Set exercise 1: In the forum thread on block diagram reduction, what does the poster add in the parallel line?
Set exercise 2: Write out a passage of the block diagram thread word for word. Begin at the words "3) I did serial" and stop after "answer by a sign.".

Supplied passage:
******************************
# A block diagram reduction [sign error]

• mech-eng
In summary, the sign of one of the operations in the example was incorrect, and I was not able to understand why. Somebody may be able to help me understand.

#### mech-eng

I try to solve a block diagram reduction example but when I did the operations, sign of one operation is incorrect. I tried to understand why it is so? Would somebody like to help me.

(1) First I carry the feedback into the parallel line.
(2) I add +1/G1H1 in the parallel line because I thought the orinal signal is that signal entering the parallel line.

3) I did serial and parallel operations but the result is incorrect by just a sign.

T(s)=G3 +G1G2G3/1+G1H1 which is the correct answer.

But the result I found by myself is
T(s)=-G3+G1G2G3/1+G1H1 which is the wrong answer by a sign.

Thank you.

I am really not aware of the movement you did from the first to the second pic, moving the feedback.

To solve this problem first I would move G1 to the right, we would have G1G2 and G1H1.
Then I would use the feedback formula to H1 and the unit.
Then I would make the parallel formula with the red wire and G1G2.

mech-eng
Phellippe Marques said:
I am really not aware of the movement you did from the first to the second pic, moving the feedback.

To solve this problem first I would move G1 to the right, we would have G1G2 and G1H1.
Then I would use the feedback formula to H1 and the unit.
Then I would make the parallel formula with the red wire and G1G2.

I have also solved this but moving feed back is an interesting way for me. But now I do not understand your method. Would you like to explain how you have G1H1 when you move G1 to the right and, of course out of the feed back.

Thank you.

It is confusing for me to mount redline under the upper feedback. If I attach redline under the upper feedback does the system change or the signal going through redline change?

Are all those step relevant for the sign of G3, which seems independent of the previous operations? Where does the minus sign come from?
******************************
Information supplied:
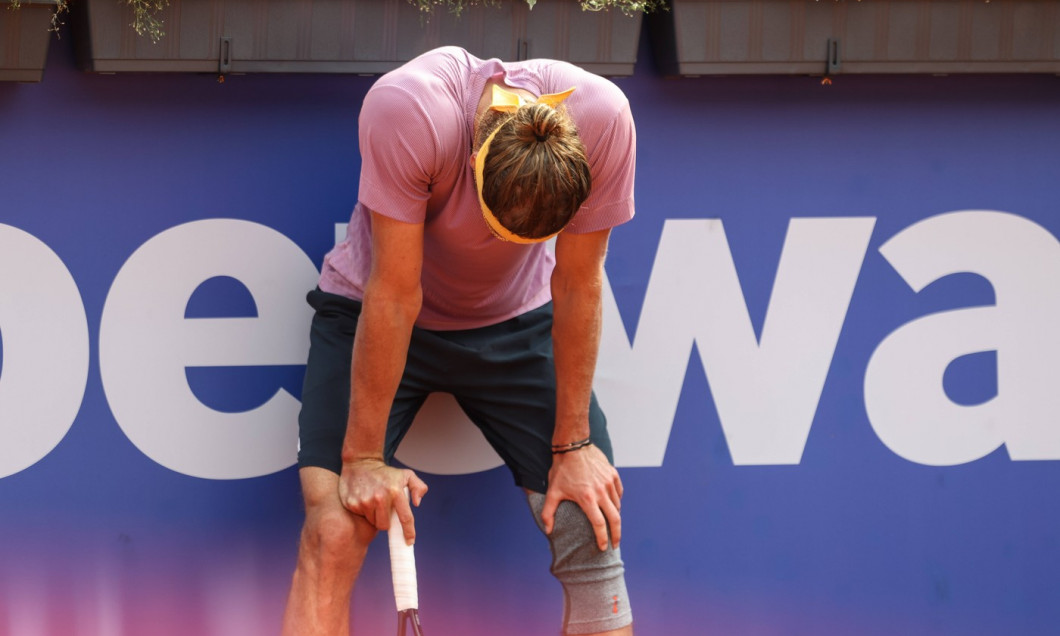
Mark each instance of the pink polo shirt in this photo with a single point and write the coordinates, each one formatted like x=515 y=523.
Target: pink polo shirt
******************************
Result 1: +1/G1H1

Result 2:
3) I did serial and parallel operations but the result is incorrect by just a sign.

T(s)=G3 +G1G2G3/1+G1H1 which is the correct answer.

But the result I found by myself is
T(s)=-G3+G1G2G3/1+G1H1 which is the wrong answer by a sign.